- Document excerpt:
┏━━
Meerschaut I, Rochefort D, Revençu N, et al. “FOXP1-related intellectual disability syndrome: a recognisable entity”. J. Med. Genet. 2017, v. 54, 613-623.
Patients with proximal short arm deletions of chromosome 3 (3p13) show intellectual disability (ID), speech and language issues, neurodevelopmental delay, spasticity (increased muscle tone), contractures (shortening and hardening of muscles), mild structural brain abnormalities, and epilepsy. Some of them also have ocular, cardiovascular, and genitourinary abnormalities. Dysmorphic features have also been observed, which include macrocephaly (abnormally large head), a wide forehead, ptosis (drooping of the upper eyelid), a wide mouth with downturned corners, and full, red lips. Behavioral disorders – including autism, hyperactivity, aggression, mood lability, and obsessive-compulsive disorder – occurred in some patients, but not all.
This area of 3p13 contains several genes. One of these genes FOXP1 encodes a protein called forkhead box protein P1. This gene is widely expressed throughout the body, and is thought to be involved in the development of many organ systems.
The authors describe 6 “new” patients having 3-6 Mb deletions in this area and 19 patients with point mutations of the FOXP1 gene. They compared this data with 20-30 previously reported patients with deletions involving FOXP1 and mutations of this gene. The analysis showed that patients with deletions and point mutations have virtually the same spectrum and the same incidence of abnormalities. This allowed the conclusion that the FOXP1 gene is the main gene responsible for the clinical characteristics of patients with deletions of chromosome 3p13 involving the FOXP1 gene.
The article concludes with information on treatment options for those with the FOXP1 deletions and mutations. Patients with the FOXP1 deletion should first be screened for additional organ system issues, since this gene is expressed throughout the body. This includes a detailed clinical examination, eye and hearing evaluations, echocardiograms, and an ultrasound of the genitourinary tract. If the patient has epilepsy, then a brain MRI should also be considered. Physiotherapy should be considered in those with chronic spasticity.
┗━━
- Data section:
┏━━
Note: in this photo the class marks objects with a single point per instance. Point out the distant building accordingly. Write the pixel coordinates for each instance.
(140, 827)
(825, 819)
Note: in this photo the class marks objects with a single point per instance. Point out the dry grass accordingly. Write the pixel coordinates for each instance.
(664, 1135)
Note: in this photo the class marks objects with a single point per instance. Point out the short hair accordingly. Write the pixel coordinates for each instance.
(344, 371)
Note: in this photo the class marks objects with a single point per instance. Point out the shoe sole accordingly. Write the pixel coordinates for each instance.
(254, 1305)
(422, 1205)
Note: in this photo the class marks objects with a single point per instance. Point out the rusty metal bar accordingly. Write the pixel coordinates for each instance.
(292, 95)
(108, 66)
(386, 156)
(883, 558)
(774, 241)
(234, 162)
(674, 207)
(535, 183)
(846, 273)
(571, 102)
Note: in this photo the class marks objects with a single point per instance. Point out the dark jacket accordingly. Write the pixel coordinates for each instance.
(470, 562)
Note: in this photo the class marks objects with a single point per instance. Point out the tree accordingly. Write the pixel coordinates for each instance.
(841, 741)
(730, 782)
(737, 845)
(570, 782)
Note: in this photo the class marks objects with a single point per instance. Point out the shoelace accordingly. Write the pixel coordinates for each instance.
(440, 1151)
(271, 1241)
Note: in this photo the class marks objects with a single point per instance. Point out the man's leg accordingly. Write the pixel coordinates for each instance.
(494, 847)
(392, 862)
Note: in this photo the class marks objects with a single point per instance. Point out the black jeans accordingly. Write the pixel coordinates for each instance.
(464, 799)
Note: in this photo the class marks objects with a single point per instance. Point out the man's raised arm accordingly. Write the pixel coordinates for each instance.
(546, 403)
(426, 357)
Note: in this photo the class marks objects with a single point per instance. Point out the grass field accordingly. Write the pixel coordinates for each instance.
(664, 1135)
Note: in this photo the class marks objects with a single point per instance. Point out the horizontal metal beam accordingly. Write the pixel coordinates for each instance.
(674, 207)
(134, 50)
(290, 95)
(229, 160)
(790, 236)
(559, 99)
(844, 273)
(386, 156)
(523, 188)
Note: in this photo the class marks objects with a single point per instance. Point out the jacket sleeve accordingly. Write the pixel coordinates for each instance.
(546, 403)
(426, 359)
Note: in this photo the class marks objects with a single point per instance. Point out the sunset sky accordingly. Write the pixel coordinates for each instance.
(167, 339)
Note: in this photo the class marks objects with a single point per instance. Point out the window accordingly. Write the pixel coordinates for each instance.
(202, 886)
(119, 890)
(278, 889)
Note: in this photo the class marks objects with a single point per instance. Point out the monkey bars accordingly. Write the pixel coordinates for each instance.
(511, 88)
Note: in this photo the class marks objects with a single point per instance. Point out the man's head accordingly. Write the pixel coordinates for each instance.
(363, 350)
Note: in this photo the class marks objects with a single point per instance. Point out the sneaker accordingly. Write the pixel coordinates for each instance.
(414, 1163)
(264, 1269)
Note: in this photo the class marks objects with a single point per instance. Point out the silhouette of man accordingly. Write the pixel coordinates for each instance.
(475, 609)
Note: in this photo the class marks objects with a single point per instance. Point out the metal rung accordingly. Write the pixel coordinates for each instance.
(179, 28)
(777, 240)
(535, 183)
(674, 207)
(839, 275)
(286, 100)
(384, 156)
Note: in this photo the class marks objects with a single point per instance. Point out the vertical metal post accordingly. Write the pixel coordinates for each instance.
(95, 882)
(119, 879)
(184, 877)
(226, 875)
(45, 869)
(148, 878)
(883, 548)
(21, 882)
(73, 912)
┗━━
- Exercises:
a) According to the FOXP1 article summary, how many patients with point mutations of the FOXP1 gene do the authors describe?
b) Please say whether each statement agrees with the FOXP1 article summary, answering yes or no and quoting the deciding words: (i) The FOXP1 gene is expressed only in the brain. (ii) Behavioral disorders appeared in every patient. (iii) A brain MRI should be considered for patients with epilepsy.

- Results by task:
a) 19 patients.

b)
(i) No: "This gene is widely expressed throughout the body"
(ii) No: "occurred in some patients, but not all"
(iii) Yes: "If the patient has epilepsy, then a brain MRI should also be considered."